__Verilen metin__
□ □ □ □ □
Cumartesi, Ocak 25, 2025
YAZARLAR

Biz KHK’lılar Herkesin Mecnun’u Olduk!

Gönül, ne kadar ilginç, ne kadar, derin ve bir o kadar farklı, çelişkilerle dolu ve zengin. Tanımlaması, anlaması ve anlamlandırması ne kadar zor ve aslında bir o kadar kolay. Üzerine ciltler dolusu kitap yazılsa da, binlerce araştırma yapılsa da herkeste farklı ve aslında herkeste aynı. İnsanın duygu ve düşünce dünyası ne kadar karışık ve aslında sade değil mi? Herkes inanmak, sevmek ve sevilmek istediğini söylüyor ama aslında herkesin inanma, sevme ve sevilme algısı farklılık göstermiyor mu? Kendimiz bile nerde, ne zaman, nasıl ve ne istediğini bilemez bir durumda değil miyiz? Dün yaşadıklarımızı gözden geçiriyor güya dersler çıkarıyor ama bu gün yine dünün tekrarını yaşamıyor muyuz? Kendimiz bile gönlümüzü okuyamıyor, okusak bile müdahalede zaman zaman yetersiz ve güçsüz kalmıyor muyuz? Somut gerçekliği ve aslında ne yapılması gerektiğini bilmemize rağmen gönlümüze tahakküm kuramıyor ve hatta tahakküm kurmaya çalıştıkça kendimizi bazen “olmak isteğimiz ve bazen de istemediğimiz” yerde bulmuyor muyuz? Ya gerçekten kendimizi tanımıyoruz ya da somut gerçekliğin sadece farkındaymış gibi yapmıyor muyuz? Gönlümüz, bizi, çoğu zaman istediği yere sürükleme gücüne sahip olmuyor mu?

Gönül ne ilginç değil mi? Bazı gönüller, hayatları pahasına inanıyor, öyle bir inanıyor ki bedenini açlığa yatıracak, uğruna ölecek kadar. Düşünün ki sevdiği ve inandığı uğruna, göreceği baskıyı, gözaltıyı, kelepçeyi esareti, işini kaybedeceğini ve daha başka bedeller ödeyeceğini bile bile inanıyor ve seviyor. Düşünün öyle bir gönül ki bu, devletin, ailenin, toplumsal çevrenin tüm uyarı ve engellemelerine rağmen irade koyuyor, sevdiği ve inandığı değerler için vazgeçmiyor, inandığı değerleri yaşatmaya çalışıyor.
□ □ □ □ □
__Veri bloğu__
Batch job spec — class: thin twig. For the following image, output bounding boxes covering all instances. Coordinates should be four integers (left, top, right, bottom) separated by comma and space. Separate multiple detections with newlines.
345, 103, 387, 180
□ □ □ □ □
__Çalışma görevleri__
[A] Verilen metinde "Gönül ne ilginç" ile başlayıp "değerleri yaşatmaya çalışıyor." ifadesine kadar süren bölümü, "kelepçeyi" yerine "zinciri" koyarak değiştirin ve yeniden yazın.
[B] Verilen metindeki "Gönlümüz, bizi, çoğu zaman istediği yere sürükleme gücüne sahip olmuyor mu?" cümlesini lütfen İngilizceye çevirin.
[C] Verilen metne göre bazı gönüller, bedenlerini neye yatıracak kadar inanıyor?

__Görevlere göre cevaplar__
[A]
Gönül ne ilginç değil mi? Bazı gönüller, hayatları pahasına inanıyor, öyle bir inanıyor ki bedenini açlığa yatıracak, uğruna ölecek kadar. Düşünün ki sevdiği ve inandığı uğruna, göreceği baskıyı, gözaltıyı, zinciri esareti, işini kaybedeceğini ve daha başka bedeller ödeyeceğini bile bile inanıyor ve seviyor. Düşünün öyle bir gönül ki bu, devletin, ailenin, toplumsal çevrenin tüm uyarı ve engellemelerine rağmen irade koyuyor, sevdiği ve inandığı değerler için vazgeçmiyor, inandığı değerleri yaşatmaya çalışıyor.

[B] Doesn't our heart often have the power to drag us wherever it wants?

[C] Açlığa.